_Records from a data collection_
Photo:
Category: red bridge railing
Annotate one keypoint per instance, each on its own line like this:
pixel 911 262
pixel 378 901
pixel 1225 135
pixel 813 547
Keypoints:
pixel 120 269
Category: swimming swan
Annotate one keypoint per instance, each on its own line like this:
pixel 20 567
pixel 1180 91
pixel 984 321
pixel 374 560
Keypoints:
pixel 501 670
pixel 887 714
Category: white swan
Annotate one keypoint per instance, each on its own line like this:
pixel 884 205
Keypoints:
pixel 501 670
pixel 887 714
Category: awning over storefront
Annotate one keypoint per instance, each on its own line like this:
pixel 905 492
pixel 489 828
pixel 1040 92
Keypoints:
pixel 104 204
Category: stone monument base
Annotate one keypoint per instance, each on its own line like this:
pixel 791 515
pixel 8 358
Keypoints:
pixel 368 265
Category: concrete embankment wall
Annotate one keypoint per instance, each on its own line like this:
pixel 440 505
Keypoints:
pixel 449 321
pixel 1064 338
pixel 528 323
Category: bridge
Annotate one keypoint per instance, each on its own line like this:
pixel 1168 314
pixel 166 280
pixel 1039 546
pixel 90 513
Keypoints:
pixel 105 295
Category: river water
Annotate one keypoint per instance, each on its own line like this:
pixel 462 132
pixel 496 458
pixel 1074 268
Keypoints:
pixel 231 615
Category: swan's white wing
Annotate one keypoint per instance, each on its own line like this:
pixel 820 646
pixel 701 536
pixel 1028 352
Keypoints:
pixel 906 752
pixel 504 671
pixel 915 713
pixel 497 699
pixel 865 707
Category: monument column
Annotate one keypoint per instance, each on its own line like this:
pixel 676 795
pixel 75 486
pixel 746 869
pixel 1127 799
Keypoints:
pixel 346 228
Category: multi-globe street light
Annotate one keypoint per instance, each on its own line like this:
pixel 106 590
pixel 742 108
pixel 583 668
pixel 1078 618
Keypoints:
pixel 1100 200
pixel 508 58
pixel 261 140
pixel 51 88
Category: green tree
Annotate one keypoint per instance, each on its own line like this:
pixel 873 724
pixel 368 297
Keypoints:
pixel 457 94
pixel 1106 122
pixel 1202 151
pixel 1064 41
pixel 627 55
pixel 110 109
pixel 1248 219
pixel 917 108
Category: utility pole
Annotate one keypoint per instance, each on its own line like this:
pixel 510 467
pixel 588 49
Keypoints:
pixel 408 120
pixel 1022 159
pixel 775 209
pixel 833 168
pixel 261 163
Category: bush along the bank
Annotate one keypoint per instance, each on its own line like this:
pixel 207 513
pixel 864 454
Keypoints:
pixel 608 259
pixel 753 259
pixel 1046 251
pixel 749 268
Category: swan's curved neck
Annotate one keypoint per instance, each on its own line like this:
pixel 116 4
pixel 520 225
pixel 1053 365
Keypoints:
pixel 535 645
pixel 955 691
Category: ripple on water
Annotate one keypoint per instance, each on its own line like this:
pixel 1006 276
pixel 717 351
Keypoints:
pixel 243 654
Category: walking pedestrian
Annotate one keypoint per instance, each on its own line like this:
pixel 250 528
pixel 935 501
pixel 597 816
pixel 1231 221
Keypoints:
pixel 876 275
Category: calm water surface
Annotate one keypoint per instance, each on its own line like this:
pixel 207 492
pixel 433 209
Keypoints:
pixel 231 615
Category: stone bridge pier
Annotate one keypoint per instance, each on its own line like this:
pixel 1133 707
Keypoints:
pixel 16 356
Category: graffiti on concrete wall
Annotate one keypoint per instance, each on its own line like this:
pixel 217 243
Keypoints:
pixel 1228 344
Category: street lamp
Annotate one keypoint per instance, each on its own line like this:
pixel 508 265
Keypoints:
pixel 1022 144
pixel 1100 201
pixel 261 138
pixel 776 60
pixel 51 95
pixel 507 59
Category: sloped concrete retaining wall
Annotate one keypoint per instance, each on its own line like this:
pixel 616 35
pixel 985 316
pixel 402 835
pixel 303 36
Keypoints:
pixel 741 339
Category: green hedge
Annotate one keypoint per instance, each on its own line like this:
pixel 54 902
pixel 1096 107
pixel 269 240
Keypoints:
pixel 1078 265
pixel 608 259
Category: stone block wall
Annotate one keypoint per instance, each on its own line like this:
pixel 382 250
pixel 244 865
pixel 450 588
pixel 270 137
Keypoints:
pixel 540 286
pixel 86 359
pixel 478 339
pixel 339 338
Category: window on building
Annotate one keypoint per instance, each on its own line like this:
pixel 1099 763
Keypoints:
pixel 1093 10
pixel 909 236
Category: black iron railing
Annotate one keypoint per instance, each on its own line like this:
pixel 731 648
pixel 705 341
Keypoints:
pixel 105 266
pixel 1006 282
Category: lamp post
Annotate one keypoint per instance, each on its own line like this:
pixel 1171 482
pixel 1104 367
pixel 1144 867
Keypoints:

_TASK GOAL_
Copy out the rows above again, substituting "Mark" for every "Annotate" and keeping all other text the same.

_RESULT OF THIS TASK_
Photo:
Category: red bridge railing
Mark one keypoint per instance, each on its own line like this:
pixel 911 262
pixel 378 901
pixel 1225 135
pixel 813 547
Keypoints:
pixel 120 269
Category: swimming swan
Mark one keypoint per instance, each on its own line like this:
pixel 20 567
pixel 1180 91
pixel 984 321
pixel 374 560
Keypoints:
pixel 501 670
pixel 887 714
Category: white swan
Mark one keypoint per instance, each on its own line like this:
pixel 884 205
Keypoints:
pixel 501 670
pixel 887 714
Category: awning over storefront
Mark one keypoint per instance, each on its own line like this:
pixel 905 492
pixel 489 828
pixel 1040 92
Keypoints:
pixel 104 204
Category: stone monument base
Mark one keypoint per instance, each on its own line like this:
pixel 791 515
pixel 8 358
Keypoints:
pixel 368 265
Category: concrete embankment wall
Mark one keypoint per instance, each on its own line like this:
pixel 440 505
Keypoints:
pixel 449 321
pixel 1064 338
pixel 528 323
Category: bridge
Mark one keypoint per instance, each on its own line like this:
pixel 1168 314
pixel 166 280
pixel 1039 546
pixel 90 513
Keypoints:
pixel 105 295
Category: river water
Mark one keypoint per instance, each on its own line like this:
pixel 462 132
pixel 496 458
pixel 1074 268
Keypoints:
pixel 231 615
Category: swan's white wing
Mark one keypoint per instance, each on its own line like this:
pixel 820 646
pixel 701 536
pixel 1028 352
Keypoints:
pixel 906 752
pixel 504 671
pixel 915 713
pixel 497 699
pixel 865 707
Category: monument column
Mark one keypoint per instance, each on its own line like this:
pixel 676 795
pixel 75 486
pixel 746 869
pixel 1127 799
Keypoints:
pixel 346 228
Category: multi-globe street light
Mark one keypoint per instance, each on its own line like this:
pixel 106 590
pixel 742 108
pixel 583 668
pixel 1078 618
Keypoints:
pixel 1100 200
pixel 508 58
pixel 261 140
pixel 51 88
Category: green tree
Mark one keypoint per instance, each on its own line like this:
pixel 873 724
pixel 368 297
Keypoints:
pixel 457 94
pixel 1106 122
pixel 1202 151
pixel 1064 41
pixel 627 55
pixel 110 109
pixel 1248 219
pixel 917 108
Category: utility pole
Mark one keypoint per instance, each on its own line like this:
pixel 510 467
pixel 588 49
Keypoints:
pixel 408 120
pixel 1022 159
pixel 775 209
pixel 833 168
pixel 261 163
Category: bush along the bank
Mark one keypoint per instance, each on its own line like this:
pixel 207 513
pixel 864 454
Keypoints:
pixel 608 259
pixel 753 259
pixel 1046 251
pixel 749 268
Category: swan's curved neck
Mark one keypoint per instance, each on its own line like this:
pixel 116 4
pixel 520 225
pixel 1053 365
Keypoints:
pixel 535 645
pixel 955 691
Category: ripple on water
Mark one keypoint per instance, each on its own line like this:
pixel 1006 276
pixel 717 351
Keypoints:
pixel 243 654
Category: walking pedestrian
Mark one keypoint per instance, each on its own line like this:
pixel 250 528
pixel 935 501
pixel 597 816
pixel 1231 221
Keypoints:
pixel 876 275
Category: calm water surface
Mark one keypoint per instance, each on its own line like this:
pixel 207 492
pixel 433 209
Keypoints:
pixel 231 615
Category: stone bridge pier
Mark one keypoint per instance, each on its own line like this:
pixel 1133 707
Keypoints:
pixel 16 356
Category: graffiti on concrete wall
Mark one keypoint per instance, each on its own line like this:
pixel 217 243
Keypoints:
pixel 1228 344
Category: street lamp
Mark one keypoint per instance, each on its own line like this:
pixel 508 265
Keypoints:
pixel 1022 144
pixel 1100 201
pixel 261 138
pixel 776 60
pixel 51 95
pixel 507 59
Category: sloped concrete retaining wall
Mark one keypoint per instance, each on its own line like this:
pixel 616 35
pixel 985 316
pixel 402 835
pixel 303 36
Keypoints:
pixel 741 339
Category: green hedge
Mark one keypoint per instance, each on its own line like this:
pixel 54 902
pixel 1096 107
pixel 269 240
Keypoints:
pixel 1078 265
pixel 608 259
Category: stone block wall
Mark one keypoint per instance, each on its own line like this:
pixel 382 250
pixel 244 865
pixel 450 588
pixel 270 137
Keypoints:
pixel 540 286
pixel 86 359
pixel 478 339
pixel 339 338
Category: window on building
Mark one keypoint per instance, each on its own line like this:
pixel 1099 763
Keypoints:
pixel 1093 10
pixel 909 236
Category: black iron railing
Mark one keypoint per instance, each on its own line like this:
pixel 731 648
pixel 705 341
Keypoints:
pixel 105 266
pixel 1006 282
Category: lamp post
Mark one keypoint per instance, each on its own line like this:
pixel 1171 482
pixel 1104 367
pixel 1144 867
Keypoints:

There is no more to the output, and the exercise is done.